▶ [文档节选]:
------------------------------------------------

OpenBMB / CPM-Bee

百亿参数的中英文双语基座大模型
2.68k stars 211 forks source link

预训练数据格式 #83

Open ScienGU opened 1 year ago

ScienGU commented 1 year ago

运行pretrain_cpm_bee.sh脚本 修改了dataset指定datasets.json

[
    {
        "dataset_name": "pretrain",
        "task_name": "mlm",
        "weight": 1.0,
        "path": "/home/litao/ScienGU/CPM-Bee/sciengu/zhinan/bin_data",
        "transforms": [
            {
                "answer": "$answer",
                "document": "$source"
            },
            {
                "answer": "$answer",
                "query": "$source"
            },
            {
                "answer": "$answer",
                "input": "$source"
            }
        ]
    }
]

里面的path,使其根据自己的数据进行处理 transhformers字段不太明白,希望能解释下

下面是引用的数据

{"answer": "当前现代医学的主要治疗甲状腺药物", "input": "当前现代医学的主要治疗甲状腺药物"}

下面是报错信息

Traceback (most recent call last):
  File "/home/share/wuhkjdxue30509/home/wust30509/.conda/envs/bmtrain/lib/python3.8/multiprocessing/process.py", line 315, in _bootstrap
    self.run()
  File "/home/share/wuhkjdxue30509/home/wust30509/.conda/envs/bmtrain/lib/python3.8/multiprocessing/process.py", line 108, in run
    self._target(*self._args, **self._kwargs)
  File "/home/share/wuhkjdxue30509/home/wust30509/CPM-Bee/src/cpm_live/training_tasks/bee/pretrain.py", line 932, in _mixed_dataset_process
    batch = packer.add_data(config[ds_id])
  File "/home/share/wuhkjdxue30509/home/wust30509/CPM-Bee/src/cpm_live/training_tasks/bee/pretrain.py", line 638, in add_data
    ) = self.build_instance(config)
  File "/home/share/wuhkjdxue30509/home/wust30509/CPM-Bee/src/cpm_live/training_tasks/bee/pretrain.py", line 439, in build_instance
    inp = ds.read()
  File "/home/share/wuhkjdxue30509/home/wust30509/CPM-Bee/src/cpm_live/dataset/distributed_dataset.py", line 554, in read
    next_block_id = self._get_next_block()
  File "/home/share/wuhkjdxue30509/home/wust30509/CPM-Bee/src/cpm_live/dataset/distributed_dataset.py", line 394, in _get_next_block
    raise RuntimeError("Empty dataset {}".format(self._path))

------------------------------------------------

已保存条目
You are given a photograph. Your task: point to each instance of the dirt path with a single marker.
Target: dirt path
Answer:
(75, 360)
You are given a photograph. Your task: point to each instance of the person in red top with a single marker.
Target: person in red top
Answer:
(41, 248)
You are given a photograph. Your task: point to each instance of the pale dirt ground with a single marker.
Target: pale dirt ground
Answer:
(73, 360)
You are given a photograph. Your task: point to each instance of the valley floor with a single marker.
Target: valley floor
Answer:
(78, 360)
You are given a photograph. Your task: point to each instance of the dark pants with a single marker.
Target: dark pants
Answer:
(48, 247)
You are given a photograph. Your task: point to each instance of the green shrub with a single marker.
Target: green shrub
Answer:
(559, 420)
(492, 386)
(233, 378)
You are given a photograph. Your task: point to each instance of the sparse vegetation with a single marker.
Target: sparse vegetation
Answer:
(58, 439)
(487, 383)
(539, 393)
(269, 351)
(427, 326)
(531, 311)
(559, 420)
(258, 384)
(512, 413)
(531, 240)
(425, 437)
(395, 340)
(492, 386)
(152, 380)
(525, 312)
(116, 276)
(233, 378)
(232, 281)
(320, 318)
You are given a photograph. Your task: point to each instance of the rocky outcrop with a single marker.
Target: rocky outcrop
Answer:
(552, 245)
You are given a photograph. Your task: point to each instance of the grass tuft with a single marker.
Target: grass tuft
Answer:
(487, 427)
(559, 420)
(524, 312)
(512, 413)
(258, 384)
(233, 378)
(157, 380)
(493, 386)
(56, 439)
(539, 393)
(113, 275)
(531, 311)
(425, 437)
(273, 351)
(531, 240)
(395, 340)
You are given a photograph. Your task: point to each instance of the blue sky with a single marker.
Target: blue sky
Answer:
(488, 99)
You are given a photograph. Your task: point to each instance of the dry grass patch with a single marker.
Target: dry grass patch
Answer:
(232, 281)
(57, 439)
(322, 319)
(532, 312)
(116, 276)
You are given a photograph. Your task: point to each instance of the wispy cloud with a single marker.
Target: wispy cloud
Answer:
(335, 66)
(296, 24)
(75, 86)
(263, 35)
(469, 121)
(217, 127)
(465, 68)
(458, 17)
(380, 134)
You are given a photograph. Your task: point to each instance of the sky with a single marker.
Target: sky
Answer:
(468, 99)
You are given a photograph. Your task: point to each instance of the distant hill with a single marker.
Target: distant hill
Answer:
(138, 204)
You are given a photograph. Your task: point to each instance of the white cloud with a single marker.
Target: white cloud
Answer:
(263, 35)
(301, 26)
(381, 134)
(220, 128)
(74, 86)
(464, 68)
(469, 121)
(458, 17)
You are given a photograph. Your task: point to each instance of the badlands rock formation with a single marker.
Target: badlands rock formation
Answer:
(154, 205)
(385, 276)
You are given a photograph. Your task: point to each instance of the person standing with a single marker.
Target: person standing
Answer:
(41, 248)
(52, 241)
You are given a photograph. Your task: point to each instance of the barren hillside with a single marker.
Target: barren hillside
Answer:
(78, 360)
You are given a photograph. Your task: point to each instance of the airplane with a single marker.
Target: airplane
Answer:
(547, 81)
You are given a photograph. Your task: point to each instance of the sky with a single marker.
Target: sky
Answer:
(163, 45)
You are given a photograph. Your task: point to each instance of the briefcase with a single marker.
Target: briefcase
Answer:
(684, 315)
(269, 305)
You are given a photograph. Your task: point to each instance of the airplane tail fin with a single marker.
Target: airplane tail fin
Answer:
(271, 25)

------------------------------------------------

▶ [练习任务]:
1. 请从关于 CPM-Bee 预训练数据格式的帖子中摘录原文，从"Traceback (most recent"一直到"self._target(*self._args, **self._kwargs)"为止。
2. 在关于 CPM-Bee 预训练数据格式的帖子里，datasets.json 中的 "task_name" 字段取值是什么？

▶ [任务解答]:
1.
Traceback (most recent call last):
  File "/home/share/wuhkjdxue30509/home/wust30509/.conda/envs/bmtrain/lib/python3.8/multiprocessing/process.py", line 315, in _bootstrap
    self.run()
  File "/home/share/wuhkjdxue30509/home/wust30509/.conda/envs/bmtrain/lib/python3.8/multiprocessing/process.py", line 108, in run
    self._target(*self._args, **self._kwargs)

2. "task_name" 字段的取值是 "mlm"。